I've successfully run the test docker image:
sudo docker run --rm --gpus all nvidia/cuda:11.6.2-base-ubuntu20.04 nvidia-smi
from the directions posted here: https://docs.nvidia.com/datacenter/cloud-native/container-toolkit/install-guide.html

Since the test image worked, I'm thinking this is purely a emby docker config/permissions issue? Hopefully someone can point me in the right direction to finally enable my GPU acceleration.

hardware_detection-63811833879.txt

February 13, 2023

You're using a mix of old information and docker run commands in a docker compose file.

The default runtime is fine now. `- gpus=all` is not an environment variable, and

    devices:
      - /dev/dri:/dev/dri

is only needed for intel quicksync.

You're also using PUID and PGID which are specific to the linuxserver emby image, but you're using the official emby image which requires 'UID=' and 'GID='

And your deploy section is missing the driver.

For reference, this my compose file. Note, I'm using an .env file to define variables (the parts that start with $)

version: '3.8'
services:
  emby:
    image: emby/embyserver
    container_name: emby
    restart: unless-stopped
    ports:
      - 8096:8096
      - 8920:8920
    environment:
      - TZ=$TZ
      - UID=$PUID
      - GID=$PGID
    volumes:
      - $HOME/.config/emby:/config
      - $HOME/media:/media
    tmpfs:
      - /transcode:mode=770,size=16G,uid=$PUID,gid=$PGID
    deploy:
      resources:
        reservations:
          devices:
          - driver: nvidia
            count: all
            capabilities: [gpu]

You should then get hardware accelerated encoding and decoding assuming you have it enabled in the settings.
image.png.6c04987ab8b8c076b72a5fdb7fde42a1.png

February 13, 2023

Thanks for the quick reply yesterday. I did make some updates per your suggestions but still no dice on getting past the renderD128 error message.

version: "3.7"

networks:
 traefik-net:
  name: traefik-net
  external: true

services:
  emby:
    image: emby/embyserver:latest
    container_name: "emby"

[Provided data]
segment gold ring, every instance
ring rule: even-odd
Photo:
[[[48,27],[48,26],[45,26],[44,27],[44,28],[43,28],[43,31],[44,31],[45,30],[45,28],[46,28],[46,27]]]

[Written problem 1] The Emby docker thread includes one person's reference compose file. List every setting placed directly under its "emby:" service entry.
[Written problem 2] In the Emby docker thread, what does the reply say the /dev/dri device mapping is needed for?

[Final result 1] image, container_name, restart, ports, environment, volumes, tmpfs, deploy

[Final result 2] It is only needed for intel quicksync.